* ASSIGNED TASK: For this exercise, output the line containing "of the dark" and all lines after it to the end of the records, exactly, with no other content.

Extracted data entries:
=== Begin Enclosure ===

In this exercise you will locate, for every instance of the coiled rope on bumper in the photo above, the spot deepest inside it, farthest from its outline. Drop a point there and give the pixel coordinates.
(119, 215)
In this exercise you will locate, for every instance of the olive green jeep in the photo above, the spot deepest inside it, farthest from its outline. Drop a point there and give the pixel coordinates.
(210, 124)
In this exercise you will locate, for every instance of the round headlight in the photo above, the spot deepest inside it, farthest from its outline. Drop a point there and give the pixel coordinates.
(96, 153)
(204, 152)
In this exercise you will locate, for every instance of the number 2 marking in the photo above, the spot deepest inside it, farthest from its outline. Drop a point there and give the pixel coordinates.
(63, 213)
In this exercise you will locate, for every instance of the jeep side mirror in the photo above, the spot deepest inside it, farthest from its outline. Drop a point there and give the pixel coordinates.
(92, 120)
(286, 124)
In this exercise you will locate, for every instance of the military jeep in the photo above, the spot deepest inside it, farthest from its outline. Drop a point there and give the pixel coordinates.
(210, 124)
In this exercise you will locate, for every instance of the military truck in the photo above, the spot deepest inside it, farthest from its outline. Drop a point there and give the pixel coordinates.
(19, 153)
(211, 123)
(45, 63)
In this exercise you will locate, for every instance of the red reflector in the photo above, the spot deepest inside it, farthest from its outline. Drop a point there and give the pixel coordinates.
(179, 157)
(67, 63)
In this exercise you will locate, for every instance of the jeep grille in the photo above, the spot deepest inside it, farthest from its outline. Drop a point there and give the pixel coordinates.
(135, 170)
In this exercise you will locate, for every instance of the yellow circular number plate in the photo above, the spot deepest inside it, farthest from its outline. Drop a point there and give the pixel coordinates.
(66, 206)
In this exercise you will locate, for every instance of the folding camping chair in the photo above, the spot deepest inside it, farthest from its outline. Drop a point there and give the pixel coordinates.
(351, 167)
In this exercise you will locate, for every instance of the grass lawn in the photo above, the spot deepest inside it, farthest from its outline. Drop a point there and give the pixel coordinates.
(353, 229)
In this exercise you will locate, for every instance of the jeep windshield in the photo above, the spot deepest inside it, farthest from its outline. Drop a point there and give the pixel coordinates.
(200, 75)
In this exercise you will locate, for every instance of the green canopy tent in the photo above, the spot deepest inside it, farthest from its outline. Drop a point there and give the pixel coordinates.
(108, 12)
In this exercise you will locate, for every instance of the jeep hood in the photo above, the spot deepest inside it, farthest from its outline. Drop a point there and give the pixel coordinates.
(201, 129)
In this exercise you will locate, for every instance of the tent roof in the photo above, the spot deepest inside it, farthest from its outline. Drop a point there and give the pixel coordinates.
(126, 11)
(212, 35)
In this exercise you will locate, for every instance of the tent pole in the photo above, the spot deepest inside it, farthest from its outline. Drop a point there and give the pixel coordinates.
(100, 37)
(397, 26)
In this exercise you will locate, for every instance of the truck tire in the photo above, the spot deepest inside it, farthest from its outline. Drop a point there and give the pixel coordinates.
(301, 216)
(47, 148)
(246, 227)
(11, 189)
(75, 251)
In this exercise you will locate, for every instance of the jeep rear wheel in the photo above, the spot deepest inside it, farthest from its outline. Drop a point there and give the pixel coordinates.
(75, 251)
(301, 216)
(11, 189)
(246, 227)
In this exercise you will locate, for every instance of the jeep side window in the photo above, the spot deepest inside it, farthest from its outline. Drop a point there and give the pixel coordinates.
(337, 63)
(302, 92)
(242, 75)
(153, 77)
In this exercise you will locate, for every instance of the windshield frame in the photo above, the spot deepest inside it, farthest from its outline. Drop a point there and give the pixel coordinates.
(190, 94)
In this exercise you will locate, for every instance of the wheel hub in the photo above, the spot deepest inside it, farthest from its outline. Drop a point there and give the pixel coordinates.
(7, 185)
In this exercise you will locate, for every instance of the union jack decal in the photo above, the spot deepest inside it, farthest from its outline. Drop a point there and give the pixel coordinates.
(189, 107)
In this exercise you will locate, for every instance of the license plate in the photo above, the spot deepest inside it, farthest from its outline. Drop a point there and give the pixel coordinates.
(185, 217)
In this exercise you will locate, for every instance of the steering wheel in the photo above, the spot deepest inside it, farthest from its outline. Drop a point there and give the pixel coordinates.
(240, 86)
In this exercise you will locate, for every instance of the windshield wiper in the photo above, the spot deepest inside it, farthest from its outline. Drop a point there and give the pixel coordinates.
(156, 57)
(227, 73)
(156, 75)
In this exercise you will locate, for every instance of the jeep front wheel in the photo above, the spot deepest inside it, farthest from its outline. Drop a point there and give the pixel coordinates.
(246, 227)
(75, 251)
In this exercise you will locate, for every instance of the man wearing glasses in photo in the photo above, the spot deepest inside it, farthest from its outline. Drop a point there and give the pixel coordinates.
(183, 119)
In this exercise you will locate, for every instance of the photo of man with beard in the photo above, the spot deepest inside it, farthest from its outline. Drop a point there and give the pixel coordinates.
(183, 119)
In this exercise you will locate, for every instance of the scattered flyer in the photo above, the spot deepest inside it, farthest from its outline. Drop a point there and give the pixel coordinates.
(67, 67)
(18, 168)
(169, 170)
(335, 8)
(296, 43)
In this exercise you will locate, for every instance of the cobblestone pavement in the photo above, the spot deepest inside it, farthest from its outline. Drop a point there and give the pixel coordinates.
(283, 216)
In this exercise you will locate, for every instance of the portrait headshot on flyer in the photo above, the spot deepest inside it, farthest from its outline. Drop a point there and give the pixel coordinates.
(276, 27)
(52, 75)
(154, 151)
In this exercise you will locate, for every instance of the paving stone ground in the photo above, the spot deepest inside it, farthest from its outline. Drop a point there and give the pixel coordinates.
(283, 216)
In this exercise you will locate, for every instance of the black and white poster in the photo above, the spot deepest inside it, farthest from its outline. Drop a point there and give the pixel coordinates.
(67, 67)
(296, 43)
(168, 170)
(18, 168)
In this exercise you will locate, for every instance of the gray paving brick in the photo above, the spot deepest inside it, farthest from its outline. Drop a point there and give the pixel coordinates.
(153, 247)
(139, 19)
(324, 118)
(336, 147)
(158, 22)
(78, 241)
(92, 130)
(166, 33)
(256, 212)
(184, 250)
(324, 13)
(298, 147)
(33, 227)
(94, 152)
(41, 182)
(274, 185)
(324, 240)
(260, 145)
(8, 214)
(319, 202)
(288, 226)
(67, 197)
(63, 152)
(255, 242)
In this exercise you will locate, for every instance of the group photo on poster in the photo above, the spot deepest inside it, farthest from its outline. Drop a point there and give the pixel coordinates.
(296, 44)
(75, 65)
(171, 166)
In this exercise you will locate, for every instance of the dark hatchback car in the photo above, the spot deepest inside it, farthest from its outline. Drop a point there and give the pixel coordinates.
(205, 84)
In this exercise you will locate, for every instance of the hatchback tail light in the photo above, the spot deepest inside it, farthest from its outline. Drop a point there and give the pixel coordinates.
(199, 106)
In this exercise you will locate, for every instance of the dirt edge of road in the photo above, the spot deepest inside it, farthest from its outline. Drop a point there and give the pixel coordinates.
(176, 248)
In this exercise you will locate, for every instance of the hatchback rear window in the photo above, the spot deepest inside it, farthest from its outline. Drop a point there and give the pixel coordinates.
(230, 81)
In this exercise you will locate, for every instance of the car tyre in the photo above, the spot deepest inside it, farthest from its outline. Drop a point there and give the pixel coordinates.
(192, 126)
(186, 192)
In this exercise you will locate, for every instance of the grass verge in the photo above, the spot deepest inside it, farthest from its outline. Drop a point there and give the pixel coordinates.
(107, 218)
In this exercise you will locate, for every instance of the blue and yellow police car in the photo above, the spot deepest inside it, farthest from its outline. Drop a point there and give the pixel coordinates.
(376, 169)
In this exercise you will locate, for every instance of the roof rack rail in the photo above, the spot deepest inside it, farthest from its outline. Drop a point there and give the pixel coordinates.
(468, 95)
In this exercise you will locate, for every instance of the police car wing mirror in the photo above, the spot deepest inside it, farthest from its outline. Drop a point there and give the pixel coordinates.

=== End Enclosure ===

* EXERCISE RESULT:
In this exercise you will locate, for every instance of the dark hatchback car in the photo above, the spot deepest inside it, farthest from its outline. Drop a point there and give the pixel coordinates.
(205, 84)
In this exercise you will locate, for every instance of the hatchback tail light in the photo above, the spot deepest inside it, farthest from its outline. Drop a point there and give the pixel coordinates.
(199, 106)
In this exercise you will locate, for every instance of the dirt edge of road in the photo above, the spot deepest inside it, farthest from its outline. Drop a point there and give the pixel coordinates.
(176, 248)
In this exercise you will locate, for every instance of the hatchback rear window in the photo above, the spot deepest inside it, farthest from its outline. Drop a point there and give the pixel coordinates.
(230, 81)
In this exercise you will locate, for every instance of the car tyre in the photo above, the spot deepest inside it, farthest from its outline. Drop a point there and give the pixel coordinates.
(192, 126)
(186, 192)
In this exercise you will locate, for every instance of the grass verge in the photo above, the spot deepest inside it, farthest from its outline. Drop a point there and give the pixel coordinates.
(107, 218)
In this exercise you will locate, for every instance of the blue and yellow police car in the photo above, the spot deepest inside it, farthest from its outline. Drop a point there and give the pixel coordinates.
(376, 169)
In this exercise you will locate, for every instance of the roof rack rail in the photo above, the spot deepest inside it, farthest from its outline. Drop a point there and give the pixel coordinates.
(468, 95)
In this exercise you will locate, for every instance of the police car wing mirror in the photo above, the spot deepest inside it, farthest from its outline. Drop a point there and give the pixel coordinates.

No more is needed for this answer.